**REQUIREMENTS**. Please convert every line of all the items below into a Markdown table with two columns, Row and Line, and skip any blank lines.

**ITEMS**.
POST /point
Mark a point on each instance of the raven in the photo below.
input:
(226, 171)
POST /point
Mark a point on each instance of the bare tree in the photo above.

**THE COMPLETED TASK**.
| Row | Line |
|---|---|
| 1 | POST /point |
| 2 | Mark a point on each instance of the raven in the photo below. |
| 3 | input: |
| 4 | (226, 171) |
| 5 | POST /point |
| 6 | Mark a point on each instance of the bare tree in the photo above. |